EXERCISE:
Pick up the passage about Walsh's poetry and feminist reflections after its final sentence and continue writing it.

READING PASSAGE:
········
In Paris, Walsh became fascinated with verbal play and the sonority of English and French poetics, as well as the sudden emergence of absurdity or double meanings that characterized them, often composed in that way as a reaction to specific historical or political events. From that moment on, the presence of historical reality remained as an undercurrent behind Walsh's verses.

According to her biographer Pujol, her texts "perfectly combined lyrics and melody. They could be easily hummed, they were memorable. They told micro-stories about little animals, everyday objects and old trades. Their morals reaffirmed modern values without ever becoming admonitory. With very simple strophic forms—stanzas of no more than four lines, or even just two, such as 'Milonga del hornero' and 'La familia polillal'—they invoked old couplets, both criollo and Spanish, but also referred, at least in intention, to 'nursery rhymes'...".

== Philosophy ==
=== Reflections on feminism ===
In the 1950s and 1960s, Walsh began reading Simone de Beauvoir and Jean Genet, two authors who deeply influenced her, and in particular, her reading of The Second Sex marked a key moment in her life to the point that she described it as "the bible—still unsurpassed—of feminism". She also highlighted feminist authors of the 1970s such as Kate Millett, Germaine Greer, Shulamith Firestone and Robin Morgan, all disciples of Beauvoir, and emphasized the writings of Virginia Woolf, Victoria Ocampo and Doris Lessing—whom she interviewed in 1981—which later gave rise to a multiplicity of journalistic articles, interviews and reflections in her different artistic facets that, although not categorized as such at the time, were feminist in nature. She admired Ocampo, who years later became her friend, and their epistolary exchange between 1960 and 1979 was later edited by Sara Facio. "Ocampo learned very early that the true cultural revolution is that undertaken by women. She witnessed the battles fought in the early decades of the century by the suffragists, whom she dared to praise and thank," she noted. In her article "Virginia Woolf y los secretos de la tribu femenina", Walsh wrote about the essay that obsessed her in her youth, as it did Ocampo: "A Room of One's Own is a metaphor for a mental space, a way of ordering ourselves internally and escaping the madness imposed on women (and the poor) by authoritarian and repressive discourse."
········
GIVEN ENTRIES:
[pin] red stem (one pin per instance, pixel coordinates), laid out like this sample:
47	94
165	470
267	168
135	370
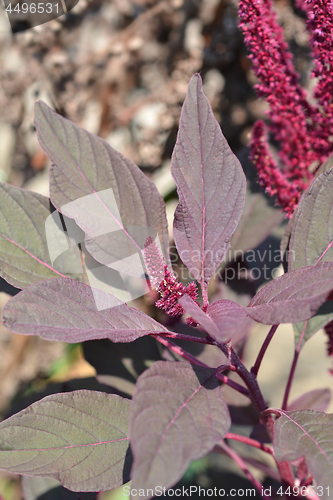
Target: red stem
263	350
249	441
186	355
240	462
293	368
190	338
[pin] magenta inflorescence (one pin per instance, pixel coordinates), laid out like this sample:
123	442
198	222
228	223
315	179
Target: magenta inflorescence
303	131
165	282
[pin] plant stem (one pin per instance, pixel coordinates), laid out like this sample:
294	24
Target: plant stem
190	338
285	469
256	366
249	441
186	355
293	368
240	462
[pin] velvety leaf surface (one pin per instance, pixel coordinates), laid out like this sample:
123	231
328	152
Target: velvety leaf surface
46	488
223	319
65	310
109	197
78	438
293	297
318	399
323	316
177	415
307	434
258	220
312	236
312	232
119	365
24	256
210	184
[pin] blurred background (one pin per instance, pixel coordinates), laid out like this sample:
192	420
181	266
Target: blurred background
120	69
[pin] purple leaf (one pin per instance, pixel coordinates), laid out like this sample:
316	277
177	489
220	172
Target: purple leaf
65	310
177	415
258	220
307	434
312	232
318	399
111	200
24	256
41	488
210	184
78	438
293	297
223	319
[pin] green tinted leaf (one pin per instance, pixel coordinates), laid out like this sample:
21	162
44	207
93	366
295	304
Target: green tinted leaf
24	255
177	415
78	438
311	240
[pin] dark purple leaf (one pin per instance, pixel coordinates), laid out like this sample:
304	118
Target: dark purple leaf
177	415
46	488
78	438
205	353
119	365
65	310
223	319
24	255
293	297
318	399
258	220
115	204
311	238
210	184
307	434
312	231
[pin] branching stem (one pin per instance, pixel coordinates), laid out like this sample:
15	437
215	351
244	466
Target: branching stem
263	350
293	369
186	355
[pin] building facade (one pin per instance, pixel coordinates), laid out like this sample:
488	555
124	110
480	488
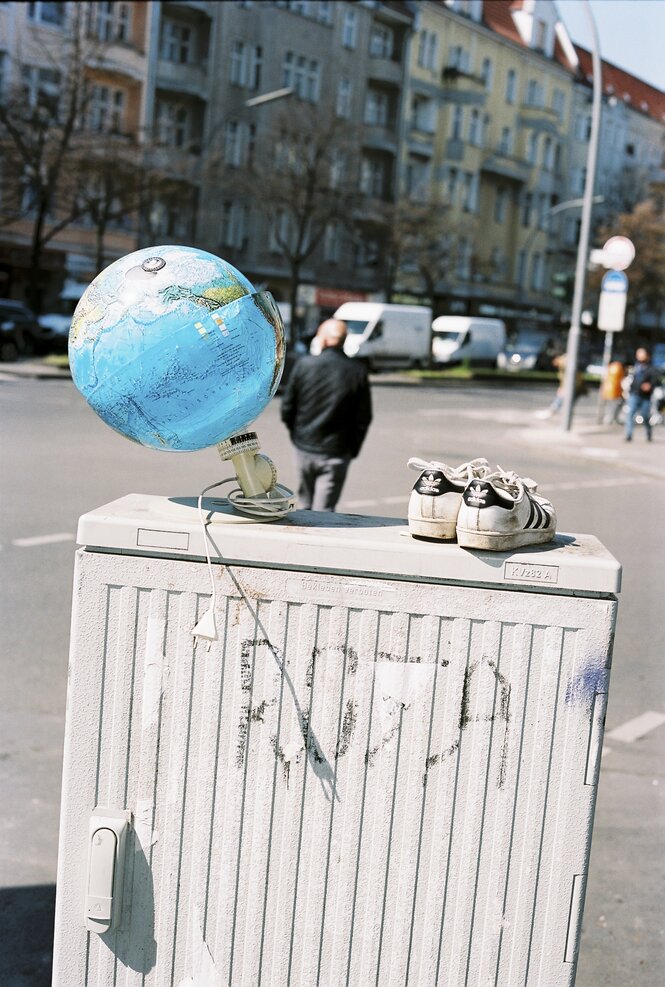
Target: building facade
451	138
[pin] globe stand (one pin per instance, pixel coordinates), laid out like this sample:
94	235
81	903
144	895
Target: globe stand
260	496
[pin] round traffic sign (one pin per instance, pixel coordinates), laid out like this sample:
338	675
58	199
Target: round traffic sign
619	253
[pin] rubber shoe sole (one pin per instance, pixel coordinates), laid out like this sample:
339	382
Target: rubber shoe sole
497	541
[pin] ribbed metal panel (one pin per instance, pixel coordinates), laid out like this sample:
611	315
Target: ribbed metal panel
340	790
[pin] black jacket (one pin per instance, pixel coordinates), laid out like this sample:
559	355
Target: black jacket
326	404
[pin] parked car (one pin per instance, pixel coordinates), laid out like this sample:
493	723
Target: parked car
527	351
20	331
457	338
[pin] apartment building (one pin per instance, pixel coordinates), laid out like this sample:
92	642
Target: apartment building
342	66
472	114
488	105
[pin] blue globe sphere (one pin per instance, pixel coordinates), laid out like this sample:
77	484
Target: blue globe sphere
173	348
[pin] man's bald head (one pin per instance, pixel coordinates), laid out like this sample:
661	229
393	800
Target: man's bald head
332	332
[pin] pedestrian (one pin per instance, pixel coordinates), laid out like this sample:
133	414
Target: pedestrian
644	379
327	409
559	362
611	391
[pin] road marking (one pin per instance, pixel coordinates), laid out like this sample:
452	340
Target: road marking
42	540
636	728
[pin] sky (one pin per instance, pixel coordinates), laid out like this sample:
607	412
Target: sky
632	33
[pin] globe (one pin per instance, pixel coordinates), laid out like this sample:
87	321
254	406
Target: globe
172	347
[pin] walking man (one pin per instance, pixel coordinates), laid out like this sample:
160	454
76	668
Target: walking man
327	409
644	378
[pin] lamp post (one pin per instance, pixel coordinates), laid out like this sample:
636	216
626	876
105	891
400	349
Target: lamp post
583	244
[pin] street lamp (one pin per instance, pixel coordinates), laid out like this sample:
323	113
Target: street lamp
583	244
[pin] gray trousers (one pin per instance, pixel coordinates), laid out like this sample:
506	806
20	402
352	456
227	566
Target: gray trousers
320	480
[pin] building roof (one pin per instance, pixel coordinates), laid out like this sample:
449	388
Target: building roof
498	17
617	82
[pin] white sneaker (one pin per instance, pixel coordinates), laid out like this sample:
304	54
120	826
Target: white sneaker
437	495
501	511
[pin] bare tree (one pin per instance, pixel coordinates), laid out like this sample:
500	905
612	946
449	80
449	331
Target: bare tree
41	138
········
FINAL RESULT:
"Who said that feminism is not human integration? And who said that Victoria was not a feminist? A lady, so cultured, so beautiful, academic on top of that, cannot—rather must not—be a feminist (...) The word feminist frightens many people. Especially those who fear ridicule. In one book it is said that what remains of it is a caricature, and the feminist is seen as an aggressive old woman, embittered by her lack of suitors in youth, badly dressed, without feminine charm."
— Walsh on Victoria Ocampo, Feminismo y no-violencia (1979).

Walsh considered feminism to be "a cyclical phenomenon since the eighteenth century" that "appears sporadically, draws strength from its defeat and is once again suppressed", and also described it as "an entirely revisionist movement". Regarding the lack of continuity she perceived in the movement, she noted:

"It is as if women gathered strength and waited for some social and political circumstance in order to reappear. Each time feminism emerges, it provokes a fierce reaction that tends to silence it in a brutal way. In our country, the importation of books dealing with the subject was systematically prohibited. Articles on the matter that appeared in some publications could only achieve an almost rudimentary level of dissemination. Between 1970 and 1972, various consciousness-raising groups met here, from which the topic began to be discussed very slowly. But of course, in 1976 we had a coup that once again swept all that away. Even some women were threatened with a drastic 'enough of these jokes'. It always reappears timidly, grows a little until it is crushed again."

In the article "Infancia y bibliofobia" ("Childhood and bibliophobia"), published in Clarín in 1980, Walsh again reflected on feminism through irony:

"If our society were seriously concerned about children's reading habits, it would try not to continue fostering the existence of ignorant mothers. Women are firmly discouraged, by all means, from cultivating themselves in depth (...) A girl enthusiastic about a novel will be told not to 'spend so much time sitting doing nothing', but to help with domestic chores."

In an interview with Página/12 in 2008, she reflected on the hypocrisy of Argentine society regarding issues affecting women:

"Tell me how many people would not look unfavourably upon a woman who refuses motherhood and says: 'Being a mother and having children drives me mad'. The truth is, very few. And that is where it becomes clear that in our country there has been no feminism. Or if there has been, it has been a timid, weak version, self-contained out of fear, modesty or whatever. In countries where feminism has existed and exists, these issues are discussed much more frankly. And in Argentina, whether we like it or not, we are still far from lowering the flag of machismo."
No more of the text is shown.